=== LESETEXT ===

Freital. Namen und Zeitpunkt wolle sie nicht nennen, aber den Vorfall könne sie gerne einmal schildern. „Der fällt genau in die Rubrik: Nicht zugehört und dann noch falsch gehandelt“, sagt Anja Witzmann. Witzmann arbeitet seit 16 Jahren beim Freitaler Tierheim und leitet die Einrichtung für Hund, Katz und andere tierische Findlinge. Der Vorfall trug sich mit einem großen Hund zu. Einer, der durchaus mal kräftig an der Leine ziehen kann.

„Es kam ein Pärchen und nahm ihn zum Gassigehen mit. Die hatten schon mehrmals einen Hund bei uns ausgeführt. Wir hatten den Mann extra noch darauf hingewiesen, er solle ihn auf keinem Fall seiner Freundin geben“, erinnert sich die Tierheim-Chefin. Trotzdem lief der Rüde irgendwann an der Seite der zarten, unerfahrenen Frau, witterte eine Hündin und setzte sich in Bewegung. „Die Frau wurde von dem Hund durch den Wald gezogen, schließlich ließ sie los.“ Der Rüde hatte freie Bahn, verbiss sich in seine Artgenossin und verletzte sie.

=== DATENTEIL ===

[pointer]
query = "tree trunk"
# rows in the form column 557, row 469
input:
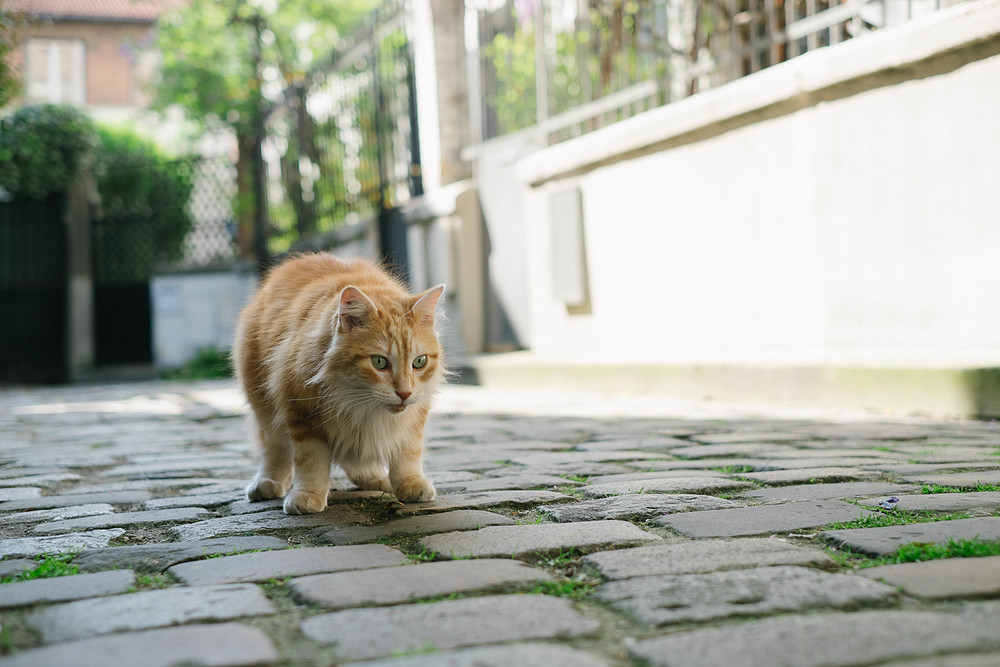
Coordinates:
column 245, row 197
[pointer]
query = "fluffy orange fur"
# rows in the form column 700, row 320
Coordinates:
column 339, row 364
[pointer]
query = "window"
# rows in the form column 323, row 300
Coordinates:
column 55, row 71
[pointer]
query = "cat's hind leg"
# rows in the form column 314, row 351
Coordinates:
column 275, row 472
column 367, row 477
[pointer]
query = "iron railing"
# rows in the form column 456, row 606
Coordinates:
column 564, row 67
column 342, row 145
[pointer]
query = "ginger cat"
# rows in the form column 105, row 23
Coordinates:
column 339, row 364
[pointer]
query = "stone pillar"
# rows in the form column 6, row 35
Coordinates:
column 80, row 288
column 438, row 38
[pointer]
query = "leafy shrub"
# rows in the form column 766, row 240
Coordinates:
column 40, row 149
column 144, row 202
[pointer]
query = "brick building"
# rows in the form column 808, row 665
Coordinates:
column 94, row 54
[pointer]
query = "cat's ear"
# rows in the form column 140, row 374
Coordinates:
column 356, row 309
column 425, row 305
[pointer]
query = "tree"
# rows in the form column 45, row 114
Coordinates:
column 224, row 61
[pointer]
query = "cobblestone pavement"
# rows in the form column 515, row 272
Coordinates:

===

| AUFGABEN |
• 1. Zitiere aus dem Text über das Freitaler Tierheim die Stelle von „Freital. Namen und“ bis „Leine ziehen kann.“.
• 2. Suche aus den Datensätzen jede Zeile heraus, in der das Wort „form“ vorkommt, und gib diese Zeilen unverändert wieder.

| ERWARTETE ANTWORTEN |
• 1.
Freital. Namen und Zeitpunkt wolle sie nicht nennen, aber den Vorfall könne sie gerne einmal schildern. „Der fällt genau in die Rubrik: Nicht zugehört und dann noch falsch gehandelt“, sagt Anja Witzmann. Witzmann arbeitet seit 16 Jahren beim Freitaler Tierheim und leitet die Einrichtung für Hund, Katz und andere tierische Findlinge. Der Vorfall trug sich mit einem großen Hund zu. Einer, der durchaus mal kräftig an der Leine ziehen kann.

• 2.
# rows in the form column 557, row 469
# rows in the form column 700, row 320
# rows in the form column 323, row 300
# rows in the form column 314, row 351
# rows in the form column 456, row 606
# rows in the form column 105, row 23
# rows in the form column 6, row 35
# rows in the form column 766, row 240
# rows in the form column 808, row 665
# rows in the form column 140, row 374
# rows in the form column 45, row 114
# rows in the form column 515, row 272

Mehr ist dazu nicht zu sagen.